EXCERPTED PASSAGE:

· · ·

Gerald Herbert, The Associated Press
Republican presidential candidate Donald Trump participates in a roundtable discussion on national security in his offices in Trump Tower in New York on Wednesday.

Donald Trump’s latest campaign shakeup is clinching proof that he has learned nothing from his disastrous summer — let alone from the wider arc of his 14-month presidential quest.

Although most Americans have a negative view of him personally and question his fitness to be president, Trump has named a new campaign chief, Stephen Bannon, who reportedly believes the GOP nominee should double down on his nationalist, populist, law-and-order message, not temper it.

It’s almost as if Trump has decided that if he’s going to lose in a historic landslide — and every recent national poll suggests he could — he’d prefer to go down swinging as the authentic Trump that he so enjoyed displaying in the primaries rather than an awkward imitation of a mainstream candidate.

Whatever the reasons for this campaign reshuffling, it’s likely to be a fatal misreading of the electorate. Trump’s harsh and divisive rhetoric is what scares voters and accounts for his unprecedented negative ratings in polls. The idea that he can entice a significantly larger swath of voters by offering more of the same is delusional.

· · ·

DATASET EXTRACT:
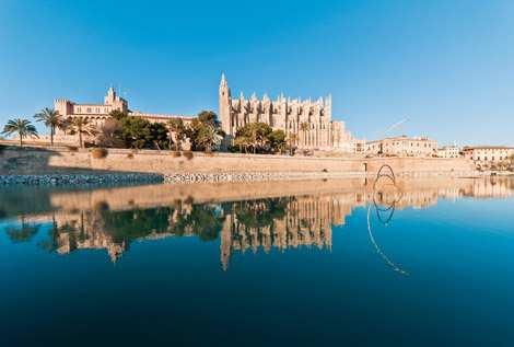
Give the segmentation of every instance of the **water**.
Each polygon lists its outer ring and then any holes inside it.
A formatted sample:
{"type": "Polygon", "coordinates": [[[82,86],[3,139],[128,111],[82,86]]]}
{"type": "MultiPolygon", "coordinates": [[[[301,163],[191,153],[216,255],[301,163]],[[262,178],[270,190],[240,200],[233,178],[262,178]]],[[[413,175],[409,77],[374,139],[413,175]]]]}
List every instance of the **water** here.
{"type": "Polygon", "coordinates": [[[514,344],[514,180],[2,188],[0,344],[514,344]]]}

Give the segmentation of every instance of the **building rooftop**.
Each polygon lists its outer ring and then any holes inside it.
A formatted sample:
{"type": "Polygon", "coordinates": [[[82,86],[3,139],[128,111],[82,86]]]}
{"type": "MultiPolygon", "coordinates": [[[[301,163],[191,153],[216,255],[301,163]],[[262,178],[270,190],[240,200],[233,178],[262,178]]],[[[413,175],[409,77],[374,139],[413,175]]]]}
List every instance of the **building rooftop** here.
{"type": "Polygon", "coordinates": [[[472,149],[514,149],[514,147],[509,146],[465,146],[463,150],[472,150],[472,149]]]}

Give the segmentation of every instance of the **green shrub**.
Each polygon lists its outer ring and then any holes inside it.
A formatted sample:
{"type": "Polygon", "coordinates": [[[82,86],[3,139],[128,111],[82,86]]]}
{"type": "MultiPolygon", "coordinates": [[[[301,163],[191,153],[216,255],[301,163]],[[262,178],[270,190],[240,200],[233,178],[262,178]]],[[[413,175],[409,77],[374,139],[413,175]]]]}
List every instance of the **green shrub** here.
{"type": "Polygon", "coordinates": [[[184,151],[184,157],[186,157],[187,160],[191,160],[194,155],[191,151],[184,151]]]}

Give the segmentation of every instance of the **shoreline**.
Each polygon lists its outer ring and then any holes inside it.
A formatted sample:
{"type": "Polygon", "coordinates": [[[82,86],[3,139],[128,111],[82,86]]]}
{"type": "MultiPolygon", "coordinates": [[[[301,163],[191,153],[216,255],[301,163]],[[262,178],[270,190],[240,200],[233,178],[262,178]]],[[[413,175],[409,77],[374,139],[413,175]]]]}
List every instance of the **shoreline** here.
{"type": "MultiPolygon", "coordinates": [[[[252,183],[272,181],[305,180],[347,180],[374,178],[375,173],[363,172],[220,172],[220,173],[56,173],[56,174],[3,174],[0,186],[65,186],[65,185],[98,185],[113,184],[177,184],[191,185],[201,183],[252,183]]],[[[400,172],[397,177],[449,177],[480,178],[491,176],[476,172],[400,172]]],[[[498,175],[512,177],[514,174],[498,175]]]]}

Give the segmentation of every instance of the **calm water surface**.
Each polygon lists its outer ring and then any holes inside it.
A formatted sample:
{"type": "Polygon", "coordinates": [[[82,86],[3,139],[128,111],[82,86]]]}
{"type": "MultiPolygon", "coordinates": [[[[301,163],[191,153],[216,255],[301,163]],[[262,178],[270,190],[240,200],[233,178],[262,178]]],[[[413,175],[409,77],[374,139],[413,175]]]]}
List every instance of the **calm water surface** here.
{"type": "Polygon", "coordinates": [[[0,345],[514,345],[514,180],[0,188],[0,345]]]}

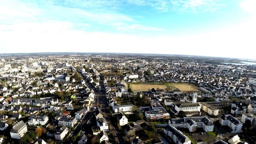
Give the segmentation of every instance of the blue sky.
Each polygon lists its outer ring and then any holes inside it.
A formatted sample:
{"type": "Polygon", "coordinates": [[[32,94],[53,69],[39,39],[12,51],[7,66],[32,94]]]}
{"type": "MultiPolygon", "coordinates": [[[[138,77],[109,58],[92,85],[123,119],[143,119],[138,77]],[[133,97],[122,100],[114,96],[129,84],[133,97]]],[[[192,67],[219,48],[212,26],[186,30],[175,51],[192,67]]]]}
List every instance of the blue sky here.
{"type": "Polygon", "coordinates": [[[0,53],[255,59],[255,0],[2,0],[0,53]]]}

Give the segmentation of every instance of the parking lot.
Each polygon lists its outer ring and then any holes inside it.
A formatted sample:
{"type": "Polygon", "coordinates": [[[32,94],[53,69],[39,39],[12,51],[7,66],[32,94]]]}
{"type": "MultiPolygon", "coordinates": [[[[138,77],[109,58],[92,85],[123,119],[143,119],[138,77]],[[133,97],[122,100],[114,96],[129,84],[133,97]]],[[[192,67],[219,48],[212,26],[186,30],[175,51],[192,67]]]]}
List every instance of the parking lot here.
{"type": "Polygon", "coordinates": [[[210,138],[210,136],[205,132],[192,133],[191,136],[194,141],[197,142],[201,142],[202,140],[210,138]]]}

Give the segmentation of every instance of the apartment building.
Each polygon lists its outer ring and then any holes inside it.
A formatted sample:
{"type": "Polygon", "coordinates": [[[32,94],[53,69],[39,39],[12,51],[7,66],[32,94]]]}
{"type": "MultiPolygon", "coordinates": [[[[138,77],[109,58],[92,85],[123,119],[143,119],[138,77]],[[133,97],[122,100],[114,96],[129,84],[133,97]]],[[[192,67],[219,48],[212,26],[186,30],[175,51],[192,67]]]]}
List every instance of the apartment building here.
{"type": "Polygon", "coordinates": [[[133,111],[133,105],[130,104],[123,105],[114,105],[112,107],[115,113],[124,113],[126,114],[132,113],[133,111]]]}
{"type": "Polygon", "coordinates": [[[234,133],[239,132],[243,126],[241,122],[230,115],[223,115],[220,117],[220,123],[222,125],[228,126],[233,130],[232,132],[234,133]]]}
{"type": "Polygon", "coordinates": [[[12,138],[19,139],[27,131],[27,125],[22,121],[11,129],[10,134],[12,138]]]}
{"type": "Polygon", "coordinates": [[[172,119],[169,124],[176,128],[187,128],[190,132],[194,132],[197,128],[202,128],[206,132],[212,131],[214,127],[212,122],[205,116],[172,119]]]}
{"type": "Polygon", "coordinates": [[[117,122],[119,124],[123,126],[128,123],[128,119],[122,113],[120,113],[117,116],[117,122]]]}
{"type": "Polygon", "coordinates": [[[200,103],[201,109],[210,115],[216,116],[219,115],[219,109],[211,106],[206,103],[200,103]]]}
{"type": "Polygon", "coordinates": [[[31,116],[28,121],[28,125],[34,126],[37,125],[45,125],[49,120],[48,117],[43,115],[33,115],[31,116]]]}
{"type": "Polygon", "coordinates": [[[242,115],[241,122],[243,123],[245,122],[247,120],[249,120],[251,121],[251,124],[252,125],[256,124],[256,115],[253,115],[250,113],[247,114],[243,114],[242,115]]]}
{"type": "Polygon", "coordinates": [[[201,106],[199,102],[176,104],[173,104],[171,106],[171,111],[175,115],[178,115],[180,111],[185,112],[187,116],[191,116],[194,115],[201,115],[200,112],[201,106]]]}
{"type": "Polygon", "coordinates": [[[77,120],[75,117],[67,116],[63,117],[59,120],[59,124],[60,125],[65,125],[69,127],[72,127],[76,123],[77,120]]]}
{"type": "Polygon", "coordinates": [[[252,114],[256,114],[256,104],[249,105],[247,108],[247,112],[252,114]]]}
{"type": "Polygon", "coordinates": [[[165,127],[164,129],[164,133],[170,138],[176,144],[191,144],[191,141],[188,137],[171,125],[168,125],[165,127]]]}

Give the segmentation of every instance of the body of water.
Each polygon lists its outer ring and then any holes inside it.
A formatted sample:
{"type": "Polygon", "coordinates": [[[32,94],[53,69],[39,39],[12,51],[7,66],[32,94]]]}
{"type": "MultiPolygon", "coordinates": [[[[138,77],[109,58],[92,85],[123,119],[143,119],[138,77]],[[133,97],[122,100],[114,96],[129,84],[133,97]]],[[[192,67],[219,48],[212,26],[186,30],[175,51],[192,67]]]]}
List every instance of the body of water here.
{"type": "Polygon", "coordinates": [[[240,62],[243,63],[221,63],[222,64],[231,64],[234,65],[256,65],[256,62],[244,62],[241,61],[240,62]]]}

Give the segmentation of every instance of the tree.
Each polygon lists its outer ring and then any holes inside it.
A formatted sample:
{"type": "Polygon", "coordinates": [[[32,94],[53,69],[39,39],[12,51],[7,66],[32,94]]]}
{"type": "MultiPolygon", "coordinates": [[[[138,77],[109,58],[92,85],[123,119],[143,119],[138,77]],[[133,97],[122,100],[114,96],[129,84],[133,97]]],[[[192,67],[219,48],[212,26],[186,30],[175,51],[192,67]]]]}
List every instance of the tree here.
{"type": "Polygon", "coordinates": [[[184,111],[180,111],[178,113],[178,115],[181,118],[183,118],[186,116],[186,114],[185,114],[185,112],[184,111]]]}
{"type": "Polygon", "coordinates": [[[244,125],[243,125],[244,128],[246,128],[246,132],[247,131],[247,129],[248,128],[250,128],[252,126],[251,122],[250,120],[247,119],[245,121],[244,125]]]}
{"type": "Polygon", "coordinates": [[[128,89],[128,92],[129,93],[133,93],[133,91],[132,90],[132,89],[131,88],[129,88],[128,89]]]}
{"type": "Polygon", "coordinates": [[[40,137],[43,134],[43,129],[41,127],[36,128],[35,130],[36,134],[38,137],[40,137]]]}
{"type": "Polygon", "coordinates": [[[28,133],[29,135],[29,136],[32,139],[35,139],[36,138],[36,136],[35,134],[35,132],[33,131],[29,131],[28,133]]]}
{"type": "Polygon", "coordinates": [[[92,144],[95,144],[98,142],[98,137],[96,135],[93,135],[91,137],[90,140],[90,143],[92,144]]]}
{"type": "Polygon", "coordinates": [[[11,125],[13,123],[13,120],[8,118],[7,119],[7,124],[8,125],[11,125]]]}
{"type": "Polygon", "coordinates": [[[108,129],[109,129],[110,131],[112,131],[112,130],[113,130],[113,127],[112,127],[111,125],[109,125],[108,129]]]}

· · ·

THE PROBLEM: Reproduce the part of the Trump campaign text that opens with "Although most Americans" and closes with "a mainstream candidate.", changing "landslide" to "rout".

SOLUTION TO THIS EXERCISE:
Although most Americans have a negative view of him personally and question his fitness to be president, Trump has named a new campaign chief, Stephen Bannon, who reportedly believes the GOP nominee should double down on his nationalist, populist, law-and-order message, not temper it.

It’s almost as if Trump has decided that if he’s going to lose in a historic rout — and every recent national poll suggests he could — he’d prefer to go down swinging as the authentic Trump that he so enjoyed displaying in the primaries rather than an awkward imitation of a mainstream candidate.